[SOURCE DOCUMENT]:

Asleep, or Not

Sapna Kudchadkar

In the PICU, pediatric intensivist Sapna Kudchadkar.

The last thing one expects a patient to get in the cacophony of the Pediatric Intensive Care Unit (PICU) is deep, restorative sleep, but such sleep may be vital for short- and long-term health. So says Sapna Kudchadkar, a pediatric intensivist who specializes in sleep disturbances among critically ill children. While sleep issues in hospital settings have been fairly well studied in adults, the same is not true of children. That leaves Kudchadkar in the role of detective, uncovering clues as to what disrupts sleep in the PICU, and the physiological consequences.

Consider first the children themselves. “They’re scared, they’re anxious, they don’t understand what’s going on; that can lead to sleep disruption at baseline,” says Kudchadkar.

Then there’s the PICU environment. “The noise is constant, there’s talking at the bedside, the lights are on 24-7,” she notes. “There’s a balance between turning down the lights so a child can get sleep and get their circadian rhythms in order, but there’s worry that if we turn off the lights we might miss a very subtle change in a child’s clinical status. So you’re navigating all those factors.”

Drugs and mechanical assist devices play a role as well. Sedatives and analgesics, common PICU tools that at higher doses can inhibit restorative sleep, are of particular interest to Kudchadkar. “We use the terms ‘sedation’ and ‘sleep’ interchangeably,” she says. “Just because a child’s eyes are closed we assume they’re sleeping. I wondered ‘do we know that they’re actually sleeping?’”

[DATA FOR REVIEW]:
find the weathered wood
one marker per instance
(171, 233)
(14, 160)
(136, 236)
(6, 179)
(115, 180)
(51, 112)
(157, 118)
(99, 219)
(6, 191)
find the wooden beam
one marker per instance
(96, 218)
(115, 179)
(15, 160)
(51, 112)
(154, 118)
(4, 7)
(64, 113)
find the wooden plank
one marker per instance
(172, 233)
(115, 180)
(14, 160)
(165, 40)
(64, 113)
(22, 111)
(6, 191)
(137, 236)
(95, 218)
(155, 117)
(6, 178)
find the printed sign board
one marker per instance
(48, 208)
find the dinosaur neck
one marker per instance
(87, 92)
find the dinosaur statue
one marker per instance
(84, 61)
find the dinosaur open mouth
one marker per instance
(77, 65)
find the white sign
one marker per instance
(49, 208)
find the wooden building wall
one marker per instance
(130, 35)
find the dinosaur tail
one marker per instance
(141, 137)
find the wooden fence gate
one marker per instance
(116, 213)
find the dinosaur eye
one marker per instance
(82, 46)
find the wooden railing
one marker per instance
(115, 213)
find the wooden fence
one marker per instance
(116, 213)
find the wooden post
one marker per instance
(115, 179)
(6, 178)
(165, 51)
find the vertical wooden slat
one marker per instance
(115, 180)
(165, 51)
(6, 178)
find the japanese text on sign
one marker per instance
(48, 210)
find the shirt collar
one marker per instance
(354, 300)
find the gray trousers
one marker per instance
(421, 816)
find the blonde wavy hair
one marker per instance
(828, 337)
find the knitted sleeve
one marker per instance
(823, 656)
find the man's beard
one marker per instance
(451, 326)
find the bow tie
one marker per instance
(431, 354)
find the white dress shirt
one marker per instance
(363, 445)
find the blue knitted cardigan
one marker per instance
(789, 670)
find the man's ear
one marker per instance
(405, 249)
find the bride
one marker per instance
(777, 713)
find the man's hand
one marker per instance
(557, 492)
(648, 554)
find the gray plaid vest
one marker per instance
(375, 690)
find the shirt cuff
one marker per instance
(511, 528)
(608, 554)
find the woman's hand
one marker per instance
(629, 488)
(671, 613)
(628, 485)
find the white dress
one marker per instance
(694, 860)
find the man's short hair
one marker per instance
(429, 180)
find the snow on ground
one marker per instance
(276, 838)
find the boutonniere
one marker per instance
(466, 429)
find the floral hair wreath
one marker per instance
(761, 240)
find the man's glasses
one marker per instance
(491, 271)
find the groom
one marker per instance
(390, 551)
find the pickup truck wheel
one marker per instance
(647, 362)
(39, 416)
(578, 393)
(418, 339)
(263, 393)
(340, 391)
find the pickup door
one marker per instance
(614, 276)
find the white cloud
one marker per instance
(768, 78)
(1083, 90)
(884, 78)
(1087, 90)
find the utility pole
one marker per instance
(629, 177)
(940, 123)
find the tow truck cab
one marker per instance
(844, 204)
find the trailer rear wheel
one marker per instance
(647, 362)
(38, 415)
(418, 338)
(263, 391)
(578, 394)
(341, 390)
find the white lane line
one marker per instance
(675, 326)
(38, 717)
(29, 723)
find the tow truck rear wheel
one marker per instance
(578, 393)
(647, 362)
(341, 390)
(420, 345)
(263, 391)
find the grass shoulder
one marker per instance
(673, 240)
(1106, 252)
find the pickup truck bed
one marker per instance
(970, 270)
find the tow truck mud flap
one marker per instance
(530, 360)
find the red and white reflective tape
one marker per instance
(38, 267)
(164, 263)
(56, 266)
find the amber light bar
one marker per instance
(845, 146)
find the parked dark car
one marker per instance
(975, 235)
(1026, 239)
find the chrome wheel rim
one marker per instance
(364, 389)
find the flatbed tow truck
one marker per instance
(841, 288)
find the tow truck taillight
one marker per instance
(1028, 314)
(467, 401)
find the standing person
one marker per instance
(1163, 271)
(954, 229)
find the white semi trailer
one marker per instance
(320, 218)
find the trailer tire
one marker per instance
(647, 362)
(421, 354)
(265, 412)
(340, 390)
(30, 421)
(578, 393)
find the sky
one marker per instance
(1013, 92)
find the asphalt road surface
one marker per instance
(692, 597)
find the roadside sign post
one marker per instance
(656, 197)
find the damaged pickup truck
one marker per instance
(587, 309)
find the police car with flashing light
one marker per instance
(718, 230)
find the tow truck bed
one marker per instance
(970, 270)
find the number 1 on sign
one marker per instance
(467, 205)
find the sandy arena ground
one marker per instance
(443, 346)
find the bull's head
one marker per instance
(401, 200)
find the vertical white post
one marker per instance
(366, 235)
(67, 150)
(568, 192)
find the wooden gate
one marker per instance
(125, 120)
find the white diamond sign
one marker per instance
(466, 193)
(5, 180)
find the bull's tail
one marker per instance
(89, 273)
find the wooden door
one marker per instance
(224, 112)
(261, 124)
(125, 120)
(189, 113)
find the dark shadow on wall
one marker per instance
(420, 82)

[STUDY QUESTIONS]:
1. According to Kudchadkar's quoted description in the article on sleep in the PICU, which features of the PICU environment disrupt sleep?
2. Summarize the article on sleep in the PICU in two sentences.
The records have nothing to do with this work.

[SOLUTIONS FOR EACH TASK]:
1.
- Constant noise
- Talking at the bedside
- Lights on 24-7

2. Pediatric intensivist Sapna Kudchadkar studies sleep disturbances among critically ill children, a topic less studied in children than in adults, because deep, restorative sleep may be vital for their short- and long-term health. She points to the children's fear and anxiety, the PICU's constant noise and lights, and sedatives and analgesics as factors that disrupt sleep, and she questions whether sedated children with closed eyes are actually sleeping.